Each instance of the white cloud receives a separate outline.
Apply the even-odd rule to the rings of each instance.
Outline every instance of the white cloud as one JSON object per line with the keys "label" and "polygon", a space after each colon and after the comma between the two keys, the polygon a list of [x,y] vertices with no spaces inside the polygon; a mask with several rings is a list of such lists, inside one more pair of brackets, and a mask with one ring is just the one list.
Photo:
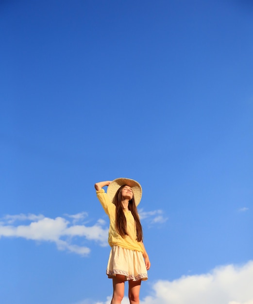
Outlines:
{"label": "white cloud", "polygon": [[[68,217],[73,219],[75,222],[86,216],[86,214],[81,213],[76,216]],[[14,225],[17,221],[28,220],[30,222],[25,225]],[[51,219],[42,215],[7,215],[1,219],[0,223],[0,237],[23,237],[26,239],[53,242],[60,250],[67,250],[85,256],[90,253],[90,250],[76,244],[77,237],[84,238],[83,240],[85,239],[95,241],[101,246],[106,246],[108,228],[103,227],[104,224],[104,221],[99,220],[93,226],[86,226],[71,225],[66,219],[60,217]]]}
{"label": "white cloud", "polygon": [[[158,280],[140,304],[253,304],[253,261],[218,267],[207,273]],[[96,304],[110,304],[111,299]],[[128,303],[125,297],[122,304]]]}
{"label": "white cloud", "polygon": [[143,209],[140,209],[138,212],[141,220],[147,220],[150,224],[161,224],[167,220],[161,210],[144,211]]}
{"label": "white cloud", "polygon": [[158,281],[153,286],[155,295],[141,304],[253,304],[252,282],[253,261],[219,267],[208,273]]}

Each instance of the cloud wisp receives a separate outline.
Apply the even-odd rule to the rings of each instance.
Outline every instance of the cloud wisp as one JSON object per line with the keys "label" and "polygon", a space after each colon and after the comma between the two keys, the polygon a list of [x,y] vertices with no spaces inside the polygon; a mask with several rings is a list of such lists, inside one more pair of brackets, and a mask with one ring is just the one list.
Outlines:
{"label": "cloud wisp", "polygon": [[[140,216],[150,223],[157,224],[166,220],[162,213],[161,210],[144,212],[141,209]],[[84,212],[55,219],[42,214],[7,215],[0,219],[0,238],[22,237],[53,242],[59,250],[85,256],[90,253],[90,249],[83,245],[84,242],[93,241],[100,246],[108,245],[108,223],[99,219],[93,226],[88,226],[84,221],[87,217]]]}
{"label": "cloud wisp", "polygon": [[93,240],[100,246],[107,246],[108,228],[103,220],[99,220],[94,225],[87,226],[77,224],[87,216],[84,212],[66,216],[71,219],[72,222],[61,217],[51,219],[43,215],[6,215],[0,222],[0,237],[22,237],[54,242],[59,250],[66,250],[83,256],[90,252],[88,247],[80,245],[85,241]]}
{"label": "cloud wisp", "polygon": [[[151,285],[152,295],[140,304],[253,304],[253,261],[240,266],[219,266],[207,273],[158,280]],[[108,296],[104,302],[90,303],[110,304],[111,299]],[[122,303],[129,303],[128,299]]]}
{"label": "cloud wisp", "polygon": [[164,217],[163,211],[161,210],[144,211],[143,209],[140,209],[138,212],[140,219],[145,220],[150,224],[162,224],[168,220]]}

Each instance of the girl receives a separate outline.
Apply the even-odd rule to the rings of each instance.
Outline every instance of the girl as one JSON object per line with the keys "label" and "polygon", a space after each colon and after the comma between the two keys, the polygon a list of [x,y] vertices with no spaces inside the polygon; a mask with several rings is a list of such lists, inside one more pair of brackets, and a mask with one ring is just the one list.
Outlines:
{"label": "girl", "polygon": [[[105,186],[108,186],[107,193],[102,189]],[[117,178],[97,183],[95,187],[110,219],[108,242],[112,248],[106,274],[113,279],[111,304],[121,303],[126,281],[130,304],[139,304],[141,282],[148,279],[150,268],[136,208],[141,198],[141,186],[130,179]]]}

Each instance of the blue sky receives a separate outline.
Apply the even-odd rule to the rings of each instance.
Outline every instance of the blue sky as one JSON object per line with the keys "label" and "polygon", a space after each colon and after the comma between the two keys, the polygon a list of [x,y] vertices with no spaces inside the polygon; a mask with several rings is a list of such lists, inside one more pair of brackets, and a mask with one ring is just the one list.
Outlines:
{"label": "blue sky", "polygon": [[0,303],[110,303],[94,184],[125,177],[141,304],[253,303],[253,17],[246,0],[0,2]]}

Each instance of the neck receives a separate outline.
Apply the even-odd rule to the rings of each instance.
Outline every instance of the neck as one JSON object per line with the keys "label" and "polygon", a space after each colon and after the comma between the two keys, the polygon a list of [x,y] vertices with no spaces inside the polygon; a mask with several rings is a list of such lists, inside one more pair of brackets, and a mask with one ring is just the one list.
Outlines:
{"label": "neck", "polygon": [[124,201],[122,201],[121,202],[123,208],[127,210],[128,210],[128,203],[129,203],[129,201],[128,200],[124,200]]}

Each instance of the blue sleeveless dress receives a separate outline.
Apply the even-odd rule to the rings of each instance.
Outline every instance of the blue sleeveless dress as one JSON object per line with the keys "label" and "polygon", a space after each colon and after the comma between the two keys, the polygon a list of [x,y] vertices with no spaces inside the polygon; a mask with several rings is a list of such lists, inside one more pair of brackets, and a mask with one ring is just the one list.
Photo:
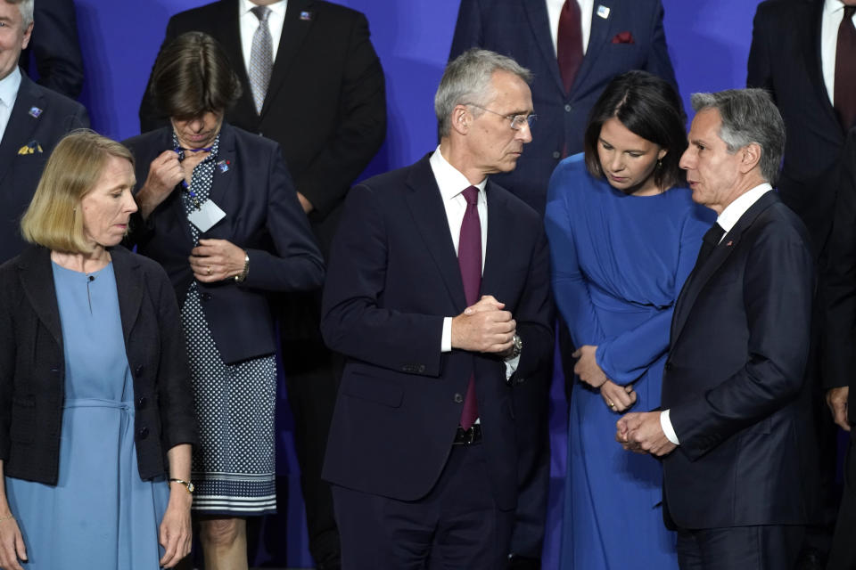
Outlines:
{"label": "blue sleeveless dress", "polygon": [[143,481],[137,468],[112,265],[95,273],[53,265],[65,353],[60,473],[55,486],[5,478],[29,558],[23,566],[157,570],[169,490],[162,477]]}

What you have to do: Copy the records word for word, starting with the line that contains "Each instance of the blue sky" and continuing through the end of the records, leaving out the pictures.

Correct result:
Each instance of the blue sky receives a separate outline.
Apply the even-odd rule to the rings of each instance.
Outline every instance of the blue sky as one JSON object per line with the keys "label" and "polygon", a space after each colon and after the comma between the two keys, the polygon a list of [x,y] vertices with no spaces inside the polygon; a mask with several rings is a list of such lists, inside one more pair of brackets, and a mask with one ring is just the one list.
Outlines:
{"label": "blue sky", "polygon": [[0,303],[110,303],[94,184],[125,177],[141,304],[253,303],[253,17],[246,0],[0,2]]}

Each instance of the neck receives a separate outline.
Apply the even-odd rule to the rings of each instance.
Outline every instance of the neck as one JSON object per line with the keys "label" and "polygon", a space after each colon and after the comma between the two keys, the polygon a list of [x,y] vertices with no spaces inside the polygon; a mask with several rings is a list of such lists, inside one more pair of brackets, and a mask with one ring is just the one list.
Outlines:
{"label": "neck", "polygon": [[124,201],[122,201],[121,202],[123,208],[127,210],[128,210],[128,203],[129,203],[129,201],[128,200],[124,200]]}

Each instance of the blue sleeveless dress receives a separate outline.
Apply the even-odd rule to the rings of each instance.
Outline every instance of the blue sleeveless dress as one JSON object per line with the keys "label" and "polygon", a space after each colon and after the comma between the two keys, the polygon a list of [x,y] vertices with no spaces inside the polygon; a mask with several rings is a list of such lists, inside one more pair of brackets, and a mask with one ring is just the one list.
Photo:
Outlines:
{"label": "blue sleeveless dress", "polygon": [[143,481],[137,468],[112,265],[95,273],[53,265],[65,353],[60,473],[55,486],[5,478],[29,558],[23,566],[157,570],[169,490],[162,477]]}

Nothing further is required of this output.